_CHALLENGE 1_. Translate this sentence from the quarterback scouting report into Spanish: "His smooth motion and good mechanics compensate for his lack of foot speed."

_DOCUMENT_.
--------------------

Release...White has a quick release and carries the ball chest-high, as he plants well to throw, showing adequate quickness to unload the ball. He sometimes uses a ¾ arm motion, but has the wrist flick to get the ball out nicely. His smooth motion and good mechanics compensate for his lack of foot speed. He will generally throw over the top, generating a good wind-up motion, but will show a bit of a long arc on deep tosses.
Arm Strength...White can zip the short tosses and drive the ball well in the intermediate area. He can also flick the ball long, but when he fails to set his feet properly, he has a long arc that lets the defenders settle under his pass to make the interception. He doesn’t appear to struggle throwing any of his passes, but needs to use better judgment. Most of his tosses come out with good ball speed and there is no doubt he can go deep, as the long ball tends to reach his targets in stride, but he needs to be more aware of the defensive coverage. If he sets his feet and scans the field better, he could be able to make all the throws needed to play pro ball, but has to throw the deep pigskin into free lanes, rather than into a crowd.
Accuracy...White is starting to become a solid high-percentage passer with good accuracy at the short-to-intermediate levels. He sprays the ball going long, but he can also drill the ball into the seam with a tight spiral, keeping his receivers in their routes with minimal adjustments, when he sets his feet. He has good accuracy in the mid-range level vs. man coverage, but is prone to forcing the ball into zone coverage when going long (see 2017 Florida Atlantic and Ball State games). He has the arm strength to connect with a perfect strike, but will miss the wide-open target when pressured (not good throwing on the move).

--------------------

_INPUT RECORDS_.
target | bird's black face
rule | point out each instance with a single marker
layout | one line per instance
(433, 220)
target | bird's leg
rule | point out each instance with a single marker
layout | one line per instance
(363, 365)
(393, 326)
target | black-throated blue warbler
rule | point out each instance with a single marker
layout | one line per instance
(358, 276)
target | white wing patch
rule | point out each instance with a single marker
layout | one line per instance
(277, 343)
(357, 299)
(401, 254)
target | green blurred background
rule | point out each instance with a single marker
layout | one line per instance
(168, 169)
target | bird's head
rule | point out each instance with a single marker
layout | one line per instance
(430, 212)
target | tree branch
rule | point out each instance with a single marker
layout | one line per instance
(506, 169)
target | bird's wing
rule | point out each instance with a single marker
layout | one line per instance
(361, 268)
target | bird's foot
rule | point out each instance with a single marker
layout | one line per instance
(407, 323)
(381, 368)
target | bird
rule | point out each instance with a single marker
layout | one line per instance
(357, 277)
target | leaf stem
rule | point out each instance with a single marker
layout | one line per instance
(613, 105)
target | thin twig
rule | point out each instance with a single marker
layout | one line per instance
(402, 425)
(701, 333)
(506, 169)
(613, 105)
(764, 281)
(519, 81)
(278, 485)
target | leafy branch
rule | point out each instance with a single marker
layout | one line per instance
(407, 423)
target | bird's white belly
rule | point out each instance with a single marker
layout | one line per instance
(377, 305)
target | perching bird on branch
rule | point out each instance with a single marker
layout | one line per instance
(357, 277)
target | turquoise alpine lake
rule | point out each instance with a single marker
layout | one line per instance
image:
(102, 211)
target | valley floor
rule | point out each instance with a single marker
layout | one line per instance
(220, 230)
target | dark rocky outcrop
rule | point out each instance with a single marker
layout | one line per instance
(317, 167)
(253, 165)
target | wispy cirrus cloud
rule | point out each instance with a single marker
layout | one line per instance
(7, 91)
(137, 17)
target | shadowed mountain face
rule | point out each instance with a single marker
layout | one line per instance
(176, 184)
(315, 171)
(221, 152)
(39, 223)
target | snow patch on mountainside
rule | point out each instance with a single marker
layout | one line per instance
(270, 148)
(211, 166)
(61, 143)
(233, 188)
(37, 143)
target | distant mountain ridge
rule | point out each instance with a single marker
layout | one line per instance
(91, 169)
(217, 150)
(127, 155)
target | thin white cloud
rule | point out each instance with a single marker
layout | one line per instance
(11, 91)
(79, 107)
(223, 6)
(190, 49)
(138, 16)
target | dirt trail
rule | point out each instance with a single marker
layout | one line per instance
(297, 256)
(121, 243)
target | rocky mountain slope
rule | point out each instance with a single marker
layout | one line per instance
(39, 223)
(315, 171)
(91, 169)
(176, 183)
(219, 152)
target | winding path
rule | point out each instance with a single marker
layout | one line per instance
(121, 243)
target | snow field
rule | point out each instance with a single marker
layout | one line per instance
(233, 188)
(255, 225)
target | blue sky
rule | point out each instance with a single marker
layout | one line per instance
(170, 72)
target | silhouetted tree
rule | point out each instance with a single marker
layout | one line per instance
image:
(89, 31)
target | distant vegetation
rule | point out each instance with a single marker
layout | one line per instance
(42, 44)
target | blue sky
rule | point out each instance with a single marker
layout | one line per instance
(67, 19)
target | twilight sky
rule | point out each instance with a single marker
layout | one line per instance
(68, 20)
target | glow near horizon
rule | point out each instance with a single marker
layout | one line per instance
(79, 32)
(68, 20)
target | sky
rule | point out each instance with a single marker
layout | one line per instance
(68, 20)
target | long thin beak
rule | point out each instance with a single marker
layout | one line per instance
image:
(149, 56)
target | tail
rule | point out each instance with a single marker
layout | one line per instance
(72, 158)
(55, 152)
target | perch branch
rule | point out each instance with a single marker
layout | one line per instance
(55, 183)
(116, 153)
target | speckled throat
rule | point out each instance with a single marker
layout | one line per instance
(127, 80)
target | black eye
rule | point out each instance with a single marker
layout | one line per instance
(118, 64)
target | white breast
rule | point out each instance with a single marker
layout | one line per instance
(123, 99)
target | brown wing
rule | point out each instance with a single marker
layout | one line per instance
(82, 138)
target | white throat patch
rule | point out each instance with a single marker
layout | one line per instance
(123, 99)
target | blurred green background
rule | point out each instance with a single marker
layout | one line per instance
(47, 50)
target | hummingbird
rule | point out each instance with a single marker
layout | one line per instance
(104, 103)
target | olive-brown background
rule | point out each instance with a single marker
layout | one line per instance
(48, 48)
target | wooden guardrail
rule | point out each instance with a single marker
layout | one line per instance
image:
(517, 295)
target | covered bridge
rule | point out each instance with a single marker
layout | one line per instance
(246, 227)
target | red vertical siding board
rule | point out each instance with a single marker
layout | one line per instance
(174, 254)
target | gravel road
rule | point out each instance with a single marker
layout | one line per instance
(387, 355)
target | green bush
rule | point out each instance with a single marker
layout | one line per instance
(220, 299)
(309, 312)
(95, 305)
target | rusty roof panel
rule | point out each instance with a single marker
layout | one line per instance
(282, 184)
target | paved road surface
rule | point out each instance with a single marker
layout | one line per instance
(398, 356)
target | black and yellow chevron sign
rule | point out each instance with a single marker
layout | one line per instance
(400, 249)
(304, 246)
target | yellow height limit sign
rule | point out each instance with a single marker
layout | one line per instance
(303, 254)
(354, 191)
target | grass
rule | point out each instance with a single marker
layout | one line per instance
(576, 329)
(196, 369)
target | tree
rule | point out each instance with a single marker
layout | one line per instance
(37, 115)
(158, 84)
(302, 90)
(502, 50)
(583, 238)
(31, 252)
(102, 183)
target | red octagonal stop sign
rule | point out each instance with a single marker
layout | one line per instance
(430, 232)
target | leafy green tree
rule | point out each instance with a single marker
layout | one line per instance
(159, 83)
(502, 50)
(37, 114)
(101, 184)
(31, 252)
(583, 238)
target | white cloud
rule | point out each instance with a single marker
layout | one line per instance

--------------------

_CHALLENGE 2_. Rewrite the entries from the line with "target | red octagonal stop sign" through the end of the entries, swapping "single marker" for "single dot" and keeping everything else the same.

_WRITTEN REPLY 1_. Su movimiento fluido y su buena mecánica compensan su falta de velocidad de pies.

_WRITTEN REPLY 2_.
target | red octagonal stop sign
rule | point out each instance with a single dot
layout | one line per instance
(430, 232)
target | leafy green tree
rule | point out each instance with a single dot
layout | one line per instance
(159, 83)
(502, 50)
(37, 114)
(101, 184)
(31, 252)
(583, 238)
target | white cloud
rule | point out each instance with a single dot
layout | one line per instance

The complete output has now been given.